-- Start of Text segment --

Bears have never been a problem. Food is *always* hung. Hope this helps!


----------



## LyndyS (Jul 22, 2001)

Thanks for the info! I bookmarked the link for future reference. The area sounds much better than I originally thought.


----------



## pedxing (Jul 22, 2001)

Lyndy:  I prefer Maine to the Whites as a place to hike.  Its less commercialized, less expensive and less crowded and I feel further away from civilization.

For most trips, however, I go to the Whites because they are closer.  The crowdedness and the kinds of people you'll run into really depends on the trails you pick.  If you go to the Whites, be sure to get some feedback or do a little research on the trails you'll be using.


----------



## pedxing (Jul 22, 2001)

Oh yeah.. I might add that I am mostly a backpacker.  I am happiest when I am hiking for 5 days or more along a trail... going from point A to point B.  I'll bag a peak, hike a loop and do day hikes when thats what I have time for.

So far, the best hiking I've done has been backpacking the AT in Maine.


----------



## RJ (Jul 23, 2001)

LyndyS:

The Whites can get crowded during the weekends, especially in the summer. My wife and I hike a lot, so we have gotten pretty good at avoiding the crowds. First, try to get an early start. We tend to get started around 6:30 - 7:00am depending on the hike. If you start early, you can usually have the summit to yourself before the throngs of hikers hit.

-- End of Text segment --
-- Start of Information provided --

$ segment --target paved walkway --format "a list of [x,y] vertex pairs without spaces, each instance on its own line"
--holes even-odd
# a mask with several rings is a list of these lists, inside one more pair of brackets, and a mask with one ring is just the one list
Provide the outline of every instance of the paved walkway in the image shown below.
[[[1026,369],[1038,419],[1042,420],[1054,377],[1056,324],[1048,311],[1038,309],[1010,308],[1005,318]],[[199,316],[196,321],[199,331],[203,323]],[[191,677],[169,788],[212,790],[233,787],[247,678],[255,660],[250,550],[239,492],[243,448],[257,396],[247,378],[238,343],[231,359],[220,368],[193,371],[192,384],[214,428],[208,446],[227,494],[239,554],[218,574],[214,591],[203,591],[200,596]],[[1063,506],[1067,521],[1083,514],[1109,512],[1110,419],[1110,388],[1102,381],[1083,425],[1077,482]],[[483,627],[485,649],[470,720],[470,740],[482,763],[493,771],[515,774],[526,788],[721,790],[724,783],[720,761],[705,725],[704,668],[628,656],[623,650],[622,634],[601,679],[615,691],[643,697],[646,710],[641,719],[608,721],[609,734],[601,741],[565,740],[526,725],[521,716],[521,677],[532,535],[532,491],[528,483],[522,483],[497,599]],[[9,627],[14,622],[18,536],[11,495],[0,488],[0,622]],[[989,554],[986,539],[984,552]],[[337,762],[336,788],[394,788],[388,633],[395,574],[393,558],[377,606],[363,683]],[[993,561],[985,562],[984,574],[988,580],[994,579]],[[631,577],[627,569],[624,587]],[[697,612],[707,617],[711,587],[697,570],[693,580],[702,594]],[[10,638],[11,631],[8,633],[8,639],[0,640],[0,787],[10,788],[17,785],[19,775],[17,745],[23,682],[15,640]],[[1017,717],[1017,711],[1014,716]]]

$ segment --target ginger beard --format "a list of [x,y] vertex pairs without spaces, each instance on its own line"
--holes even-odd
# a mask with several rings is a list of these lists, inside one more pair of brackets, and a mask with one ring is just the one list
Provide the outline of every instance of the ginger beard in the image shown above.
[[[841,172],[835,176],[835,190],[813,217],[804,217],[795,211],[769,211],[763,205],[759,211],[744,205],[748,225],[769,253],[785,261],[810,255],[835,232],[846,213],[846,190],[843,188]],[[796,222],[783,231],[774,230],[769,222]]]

-- End of Information provided --

# Problems to work on:
**1)** Repeat the hiking forum thread from "Oh yeah.. I" through "AT in Maine." word for word.
**2)** Arrange the listing lines from the one containing "segment --target ginger" through the end of the listing as a Markdown table with the columns Row and Listing line. Leave out blank lines.

# Solutions to each task:
**1)**
Oh yeah.. I might add that I am mostly a backpacker.  I am happiest when I am hiking for 5 days or more along a trail... going from point A to point B.  I'll bag a peak, hike a loop and do day hikes when thats what I have time for.

So far, the best hiking I've done has been backpacking the AT in Maine.

**2)**
| Row | Listing line |
|---|---|
| 1 | $ segment --target ginger beard --format "a list of [x,y] vertex pairs without spaces, each instance on its own line" |
| 2 | --holes even-odd |
| 3 | # a mask with several rings is a list of these lists, inside one more pair of brackets, and a mask with one ring is just the one list |
| 4 | Provide the outline of every instance of the ginger beard in the image shown above. |
| 5 | [[[841,172],[835,176],[835,190],[813,217],[804,217],[795,211],[769,211],[763,205],[759,211],[744,205],[748,225],[769,253],[785,261],[810,255],[835,232],[846,213],[846,190],[843,188]],[[796,222],[783,231],[774,230],[769,222]]] |